* Aim of the task:
In the listing below, update everything from the line that contains "Report one point per instance of the metal" down to the line that contains "[[302, 35]]" by replacing "wooden door" with "timber door" and leaving all else unchanged. Give those lines only.

* Records in a dataset:
>>>>

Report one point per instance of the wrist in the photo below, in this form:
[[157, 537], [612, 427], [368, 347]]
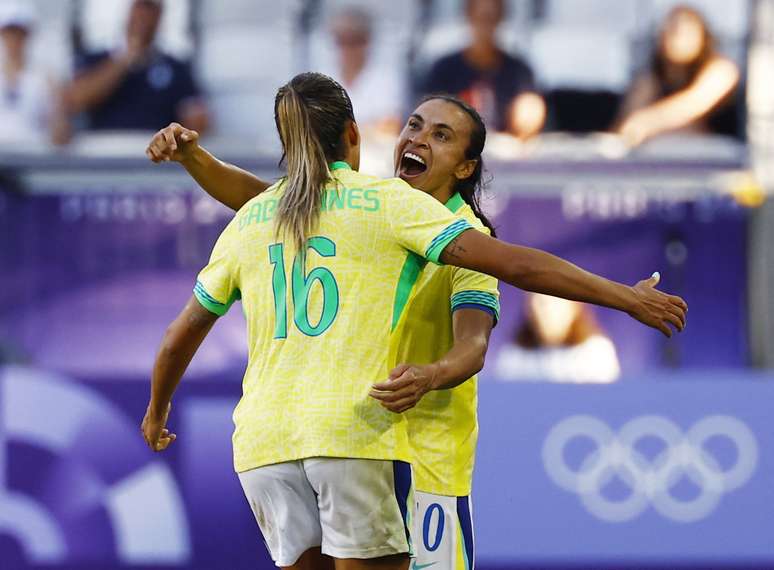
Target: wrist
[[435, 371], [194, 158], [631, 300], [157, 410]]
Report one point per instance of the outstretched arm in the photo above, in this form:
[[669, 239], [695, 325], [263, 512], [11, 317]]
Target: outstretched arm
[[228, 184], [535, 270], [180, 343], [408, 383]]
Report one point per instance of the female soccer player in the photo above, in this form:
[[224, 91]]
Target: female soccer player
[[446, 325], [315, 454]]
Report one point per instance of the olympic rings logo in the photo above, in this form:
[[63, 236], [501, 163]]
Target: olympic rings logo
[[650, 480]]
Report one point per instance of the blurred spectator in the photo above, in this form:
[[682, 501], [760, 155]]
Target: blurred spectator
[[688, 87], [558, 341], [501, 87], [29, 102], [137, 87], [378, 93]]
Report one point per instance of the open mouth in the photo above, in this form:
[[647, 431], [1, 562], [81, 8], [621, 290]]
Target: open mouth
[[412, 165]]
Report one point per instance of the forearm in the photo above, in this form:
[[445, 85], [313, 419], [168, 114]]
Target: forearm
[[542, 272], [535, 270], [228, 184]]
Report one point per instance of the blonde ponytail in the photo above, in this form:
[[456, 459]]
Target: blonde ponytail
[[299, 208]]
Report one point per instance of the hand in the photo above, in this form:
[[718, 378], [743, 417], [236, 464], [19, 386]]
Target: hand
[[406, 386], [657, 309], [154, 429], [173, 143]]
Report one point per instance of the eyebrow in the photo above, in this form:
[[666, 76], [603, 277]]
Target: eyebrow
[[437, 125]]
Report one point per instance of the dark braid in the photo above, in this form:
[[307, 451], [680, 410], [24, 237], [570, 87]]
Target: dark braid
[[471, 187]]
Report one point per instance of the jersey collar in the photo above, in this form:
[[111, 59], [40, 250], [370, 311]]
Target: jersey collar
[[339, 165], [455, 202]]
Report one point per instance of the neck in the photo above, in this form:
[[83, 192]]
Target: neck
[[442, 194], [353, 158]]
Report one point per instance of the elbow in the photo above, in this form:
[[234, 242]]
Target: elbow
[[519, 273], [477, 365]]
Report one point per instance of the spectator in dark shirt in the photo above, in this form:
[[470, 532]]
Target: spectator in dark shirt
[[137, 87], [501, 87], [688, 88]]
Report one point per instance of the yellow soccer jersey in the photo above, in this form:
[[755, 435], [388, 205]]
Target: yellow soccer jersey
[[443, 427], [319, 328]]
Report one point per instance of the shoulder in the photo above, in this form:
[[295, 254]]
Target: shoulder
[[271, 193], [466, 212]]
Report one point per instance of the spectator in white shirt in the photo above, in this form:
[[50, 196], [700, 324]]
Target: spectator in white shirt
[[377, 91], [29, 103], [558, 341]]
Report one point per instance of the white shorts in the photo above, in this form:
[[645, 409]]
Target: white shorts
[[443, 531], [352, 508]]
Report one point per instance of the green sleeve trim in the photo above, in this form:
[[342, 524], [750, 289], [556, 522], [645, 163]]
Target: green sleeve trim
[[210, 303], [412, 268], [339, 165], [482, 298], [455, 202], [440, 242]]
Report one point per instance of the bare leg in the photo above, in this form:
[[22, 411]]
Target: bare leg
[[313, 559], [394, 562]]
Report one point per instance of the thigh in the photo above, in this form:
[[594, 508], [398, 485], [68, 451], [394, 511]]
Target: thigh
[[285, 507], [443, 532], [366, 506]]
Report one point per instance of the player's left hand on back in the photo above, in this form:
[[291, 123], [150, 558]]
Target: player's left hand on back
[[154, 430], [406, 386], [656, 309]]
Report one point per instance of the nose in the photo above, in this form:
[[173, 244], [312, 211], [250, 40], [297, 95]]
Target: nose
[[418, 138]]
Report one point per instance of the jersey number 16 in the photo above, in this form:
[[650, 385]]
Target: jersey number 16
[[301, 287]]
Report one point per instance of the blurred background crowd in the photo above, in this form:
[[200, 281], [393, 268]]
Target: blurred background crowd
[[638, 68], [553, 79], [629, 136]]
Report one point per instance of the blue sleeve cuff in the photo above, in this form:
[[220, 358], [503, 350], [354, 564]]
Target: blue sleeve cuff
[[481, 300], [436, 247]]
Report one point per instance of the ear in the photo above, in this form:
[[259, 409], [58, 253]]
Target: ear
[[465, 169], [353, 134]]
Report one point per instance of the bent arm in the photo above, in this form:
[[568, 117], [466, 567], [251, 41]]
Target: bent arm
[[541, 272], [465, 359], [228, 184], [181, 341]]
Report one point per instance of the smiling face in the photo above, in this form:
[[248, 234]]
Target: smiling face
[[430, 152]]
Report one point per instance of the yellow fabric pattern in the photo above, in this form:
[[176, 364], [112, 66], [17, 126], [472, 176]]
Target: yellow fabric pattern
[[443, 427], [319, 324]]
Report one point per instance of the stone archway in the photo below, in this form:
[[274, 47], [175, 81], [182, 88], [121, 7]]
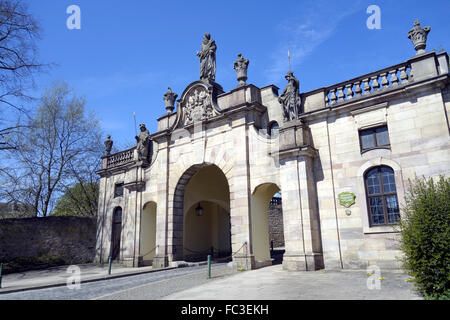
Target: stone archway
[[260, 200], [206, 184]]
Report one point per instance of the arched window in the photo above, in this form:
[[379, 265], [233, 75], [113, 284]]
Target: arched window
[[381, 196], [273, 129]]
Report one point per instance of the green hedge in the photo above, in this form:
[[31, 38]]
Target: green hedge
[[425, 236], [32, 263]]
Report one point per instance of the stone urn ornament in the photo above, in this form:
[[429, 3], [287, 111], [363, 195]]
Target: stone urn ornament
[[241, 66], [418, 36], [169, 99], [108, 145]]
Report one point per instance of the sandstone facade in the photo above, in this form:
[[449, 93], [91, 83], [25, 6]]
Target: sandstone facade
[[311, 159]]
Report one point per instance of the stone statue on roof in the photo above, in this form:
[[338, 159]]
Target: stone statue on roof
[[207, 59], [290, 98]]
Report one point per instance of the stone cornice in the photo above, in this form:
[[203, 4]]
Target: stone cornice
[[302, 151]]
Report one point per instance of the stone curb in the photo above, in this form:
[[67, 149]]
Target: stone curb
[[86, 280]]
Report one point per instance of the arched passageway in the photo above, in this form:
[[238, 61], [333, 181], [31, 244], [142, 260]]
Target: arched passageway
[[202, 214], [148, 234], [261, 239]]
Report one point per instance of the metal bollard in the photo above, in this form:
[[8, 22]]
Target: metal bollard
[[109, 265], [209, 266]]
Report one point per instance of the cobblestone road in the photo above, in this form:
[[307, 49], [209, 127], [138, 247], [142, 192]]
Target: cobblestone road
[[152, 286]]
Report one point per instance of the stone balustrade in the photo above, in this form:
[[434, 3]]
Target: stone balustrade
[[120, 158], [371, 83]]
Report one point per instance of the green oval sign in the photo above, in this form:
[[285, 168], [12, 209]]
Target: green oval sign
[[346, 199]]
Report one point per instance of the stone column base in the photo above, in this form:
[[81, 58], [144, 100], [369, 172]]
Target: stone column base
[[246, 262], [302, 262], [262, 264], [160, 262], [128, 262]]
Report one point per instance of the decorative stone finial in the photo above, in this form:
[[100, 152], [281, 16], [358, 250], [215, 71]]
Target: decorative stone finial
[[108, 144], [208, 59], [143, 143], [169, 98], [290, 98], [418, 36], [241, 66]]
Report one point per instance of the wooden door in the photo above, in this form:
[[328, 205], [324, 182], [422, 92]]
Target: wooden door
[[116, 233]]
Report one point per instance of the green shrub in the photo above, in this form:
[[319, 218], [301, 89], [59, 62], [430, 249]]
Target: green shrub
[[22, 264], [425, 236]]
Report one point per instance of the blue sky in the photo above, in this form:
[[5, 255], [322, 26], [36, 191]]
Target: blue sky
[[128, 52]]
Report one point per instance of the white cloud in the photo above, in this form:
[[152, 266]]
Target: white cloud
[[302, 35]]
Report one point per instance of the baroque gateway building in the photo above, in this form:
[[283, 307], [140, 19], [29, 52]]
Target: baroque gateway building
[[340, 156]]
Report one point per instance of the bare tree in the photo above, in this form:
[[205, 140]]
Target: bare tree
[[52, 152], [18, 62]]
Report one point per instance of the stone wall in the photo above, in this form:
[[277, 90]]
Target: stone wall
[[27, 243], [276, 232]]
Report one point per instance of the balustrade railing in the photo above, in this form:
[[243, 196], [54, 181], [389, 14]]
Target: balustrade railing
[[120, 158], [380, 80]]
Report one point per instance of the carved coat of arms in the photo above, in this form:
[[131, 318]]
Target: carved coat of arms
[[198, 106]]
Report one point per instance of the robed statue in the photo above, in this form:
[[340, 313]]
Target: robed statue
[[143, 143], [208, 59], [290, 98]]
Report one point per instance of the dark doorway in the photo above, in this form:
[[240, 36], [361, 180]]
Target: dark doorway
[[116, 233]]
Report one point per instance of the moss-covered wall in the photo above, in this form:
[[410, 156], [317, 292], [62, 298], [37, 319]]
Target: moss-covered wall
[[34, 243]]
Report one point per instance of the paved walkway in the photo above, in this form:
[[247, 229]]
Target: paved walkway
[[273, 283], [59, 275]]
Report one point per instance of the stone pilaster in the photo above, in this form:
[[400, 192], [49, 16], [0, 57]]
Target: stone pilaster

<<<<

* Reply to the exercise:
Report one point per instance of the metal bollard in the photo above, in this form:
[[8, 22]]
Target: metal bollard
[[109, 265], [209, 266]]
Report one point per instance of the cobblestone road in the photo above, in this form:
[[307, 49], [209, 127], [138, 247], [142, 192]]
Target: cobblestone road
[[152, 286]]
Report one point per instance of the stone balustrade in the photo above, in this form:
[[434, 3]]
Target: stone balustrade
[[120, 158], [371, 83]]
Report one point per instance of the green oval sign in the photo above, in this form:
[[285, 168], [12, 209]]
Target: green oval sign
[[346, 199]]
Report one point per instance of the stone column base in the photo above, in this form:
[[81, 58], [144, 100], [369, 172]]
Target: stone column base
[[246, 262], [302, 262], [262, 264], [160, 262], [128, 262]]
Report one point per instance of the decorative stone finial in the photo above, in this form:
[[100, 152], [281, 16], [358, 250], [215, 71]]
Target: decorative stone finial
[[108, 144], [208, 59], [143, 143], [169, 98], [290, 98], [418, 36], [241, 66]]
Report one point per instance of the timber door in the photo above, in this form:
[[328, 205], [324, 182], [422, 92]]
Target: timber door
[[116, 233]]
Report one point per instance of the green shrub in the photo above, in this form:
[[319, 218], [301, 89], [59, 62], [430, 249]]
Target: green shrub
[[22, 264], [425, 236]]
Report one point per instance of the blue sky in the photo above, in this form:
[[5, 255], [322, 26], [36, 191]]
Target: blue sky
[[128, 52]]
Report one point per instance of the white cloud in the photo above, in this form:
[[152, 266]]
Target: white cloud
[[302, 35]]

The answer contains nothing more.